** Opening SOURCE DATA block **

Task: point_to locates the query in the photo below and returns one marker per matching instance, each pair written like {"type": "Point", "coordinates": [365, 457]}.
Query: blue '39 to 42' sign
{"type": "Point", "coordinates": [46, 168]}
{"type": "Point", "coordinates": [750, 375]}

** Closing SOURCE DATA block **
** Opening SOURCE DATA block **

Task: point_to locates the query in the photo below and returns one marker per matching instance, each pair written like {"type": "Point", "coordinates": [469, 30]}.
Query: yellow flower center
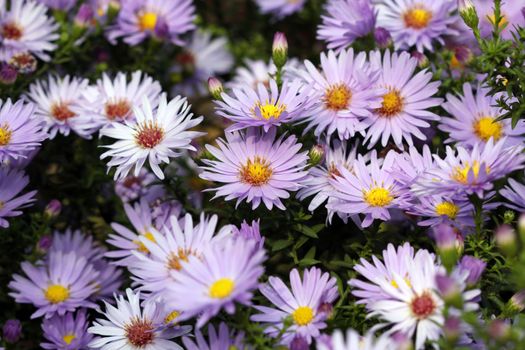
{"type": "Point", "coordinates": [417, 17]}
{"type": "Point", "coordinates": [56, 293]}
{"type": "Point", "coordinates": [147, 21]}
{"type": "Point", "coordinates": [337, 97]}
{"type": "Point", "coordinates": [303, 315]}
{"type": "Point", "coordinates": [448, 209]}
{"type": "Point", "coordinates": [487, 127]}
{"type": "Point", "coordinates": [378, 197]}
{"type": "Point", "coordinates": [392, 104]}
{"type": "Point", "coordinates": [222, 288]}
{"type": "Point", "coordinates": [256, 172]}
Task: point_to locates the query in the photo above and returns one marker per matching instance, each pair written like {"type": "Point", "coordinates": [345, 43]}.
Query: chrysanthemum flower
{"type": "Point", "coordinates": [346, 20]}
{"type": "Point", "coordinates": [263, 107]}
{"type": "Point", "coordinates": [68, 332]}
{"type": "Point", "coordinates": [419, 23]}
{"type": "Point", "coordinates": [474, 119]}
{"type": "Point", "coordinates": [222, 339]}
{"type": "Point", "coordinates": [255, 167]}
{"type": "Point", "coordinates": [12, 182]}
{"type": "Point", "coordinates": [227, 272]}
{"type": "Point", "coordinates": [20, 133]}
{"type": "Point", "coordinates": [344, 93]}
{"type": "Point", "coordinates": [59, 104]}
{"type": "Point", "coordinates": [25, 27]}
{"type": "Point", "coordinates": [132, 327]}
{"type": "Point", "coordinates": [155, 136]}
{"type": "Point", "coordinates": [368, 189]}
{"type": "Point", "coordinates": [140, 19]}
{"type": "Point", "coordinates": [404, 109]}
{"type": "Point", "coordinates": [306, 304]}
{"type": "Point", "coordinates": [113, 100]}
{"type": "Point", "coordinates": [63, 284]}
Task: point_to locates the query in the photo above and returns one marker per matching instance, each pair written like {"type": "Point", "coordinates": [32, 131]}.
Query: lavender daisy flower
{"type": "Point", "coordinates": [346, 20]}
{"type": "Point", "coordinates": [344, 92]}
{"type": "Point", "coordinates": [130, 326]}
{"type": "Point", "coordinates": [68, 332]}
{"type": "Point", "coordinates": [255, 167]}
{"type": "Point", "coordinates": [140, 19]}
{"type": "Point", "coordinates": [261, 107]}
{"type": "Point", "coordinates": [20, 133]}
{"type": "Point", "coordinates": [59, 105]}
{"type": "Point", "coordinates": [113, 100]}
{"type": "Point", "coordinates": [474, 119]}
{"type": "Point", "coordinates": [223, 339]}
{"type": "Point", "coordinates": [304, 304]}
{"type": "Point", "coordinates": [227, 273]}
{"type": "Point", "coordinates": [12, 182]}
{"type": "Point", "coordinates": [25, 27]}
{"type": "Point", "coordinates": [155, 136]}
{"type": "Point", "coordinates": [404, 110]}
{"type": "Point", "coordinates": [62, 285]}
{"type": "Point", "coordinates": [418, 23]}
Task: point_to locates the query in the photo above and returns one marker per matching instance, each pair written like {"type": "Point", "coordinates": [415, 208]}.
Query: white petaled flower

** Closing SOURCE DATA block **

Every line with the string "below" in the material should be returned.

* YOUR SOLUTION *
Task: point_to locates the query in the photo below and returns one marker per matching instance, each pair written like {"type": "Point", "coordinates": [365, 457]}.
Task: point_to locates the query in the photo below and returns one marker per matching instance, each pair written like {"type": "Point", "coordinates": [469, 30]}.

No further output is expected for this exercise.